[Extrait du document]

La chirurgie esthétique peut parfois virer au cauchemar. Image d'une fesse dessinée au marqueur.
Au Mexique, les femmes sont prêtes à tout pour transformer leur corps. ©Shutterstock

Le poids du jugement

Alors que les huiles minérales étaient très utilisées dans les années 1990 et 2000, désormais, depuis une dizaine d’années, ce sont les dénommés « biopolymères » qui font fureur. Ces injections, en réalité des polymères synthétiques à base de silicone selon les spécialistes, ont proliféré ces deux dernières décennies en Amérique latine, en particulier au Vénézuéla, en Colombie et au Mexique. « La mort a le derrière rebondi », titrait le journal colombien « El Espectador » en 2017, au sujet des ravages causés par ces produits. « La société nous bombarde de messages qui nous mettent sous pression. Il faut maigrir, puis avoir des implants, puis se faire refaire le nez… », soupire Marisela Castillo. En Amérique latine, où beaucoup de femmes subissent ces diktats, la beauté est synonyme de formes volumineuses, perçues comme des signes de féminité.

Entrées de données enregistrées
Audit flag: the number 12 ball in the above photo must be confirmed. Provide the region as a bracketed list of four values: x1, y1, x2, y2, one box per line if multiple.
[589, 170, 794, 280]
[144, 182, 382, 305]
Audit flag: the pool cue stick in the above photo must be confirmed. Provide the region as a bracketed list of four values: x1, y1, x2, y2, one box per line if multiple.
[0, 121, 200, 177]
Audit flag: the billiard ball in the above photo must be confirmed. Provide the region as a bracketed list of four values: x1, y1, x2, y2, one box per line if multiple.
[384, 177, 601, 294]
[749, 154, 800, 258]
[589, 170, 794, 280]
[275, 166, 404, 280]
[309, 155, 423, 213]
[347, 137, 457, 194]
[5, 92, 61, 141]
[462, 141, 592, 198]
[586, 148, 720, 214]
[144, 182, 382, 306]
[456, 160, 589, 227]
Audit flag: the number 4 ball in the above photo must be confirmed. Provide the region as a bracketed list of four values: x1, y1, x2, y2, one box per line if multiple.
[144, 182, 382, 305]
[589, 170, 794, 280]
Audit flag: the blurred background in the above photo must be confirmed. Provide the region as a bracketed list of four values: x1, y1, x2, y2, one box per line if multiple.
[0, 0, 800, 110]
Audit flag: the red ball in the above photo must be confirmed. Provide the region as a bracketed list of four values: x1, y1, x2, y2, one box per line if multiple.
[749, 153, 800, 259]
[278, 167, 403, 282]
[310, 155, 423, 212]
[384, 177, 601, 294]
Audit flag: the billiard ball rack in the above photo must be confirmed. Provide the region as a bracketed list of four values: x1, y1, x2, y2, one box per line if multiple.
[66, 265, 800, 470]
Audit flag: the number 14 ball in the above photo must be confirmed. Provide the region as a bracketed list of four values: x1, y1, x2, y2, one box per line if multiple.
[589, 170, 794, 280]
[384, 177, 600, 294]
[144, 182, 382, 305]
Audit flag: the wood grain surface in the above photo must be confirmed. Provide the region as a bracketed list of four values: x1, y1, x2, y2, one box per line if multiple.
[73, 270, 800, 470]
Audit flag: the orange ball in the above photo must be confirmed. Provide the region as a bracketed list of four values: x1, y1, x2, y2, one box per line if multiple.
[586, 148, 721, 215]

[Tâches à réaliser]
#1 Les affirmations suivantes concordent-elles avec l'extrait sur les injections de biopolymères ? (a) Les huiles minérales étaient très utilisées dans les années 1990 et 2000. (b) Selon les spécialistes, les biopolymères sont des polymères synthétiques à base de silicone. (c) Le titre « La mort a le derrière rebondi » a paru dans un journal mexicain. Pour chacune, répondez par oui ou par non et citez les mots décisifs de l'extrait.
#2 Reformulez sous forme de liste le paragraphe de l'extrait sur les injections de biopolymères qui commence par « Alors que les huiles minérales », en conservant ses faits principaux.
Les enregistrements ne jouent aucun rôle dans ce travail.

[Réponses par tâche]
#1
(a) Oui : « les huiles minérales étaient très utilisées dans les années 1990 et 2000 ».
(b) Oui : « en réalité des polymères synthétiques à base de silicone selon les spécialistes ».
(c) Non : « titrait le journal colombien ».

#2
- Les huiles minérales étaient très utilisées dans les années 1990 et 2000.
- Depuis une dizaine d'années, les « biopolymères » font fureur.
- Selon les spécialistes, ces injections sont des polymères synthétiques à base de silicone.
- Ces injections ont proliféré en Amérique latine ces deux dernières décennies, surtout au Vénézuéla, en Colombie et au Mexique.
- En 2017, le journal colombien « El Espectador » a titré « La mort a le derrière rebondi » au sujet des ravages causés par ces produits.
- Marisela Castillo dénonce la pression exercée par la société : maigrir, avoir des implants, se faire refaire le nez.
- En Amérique latine, la beauté est synonyme de formes volumineuses, perçues comme des signes de féminité.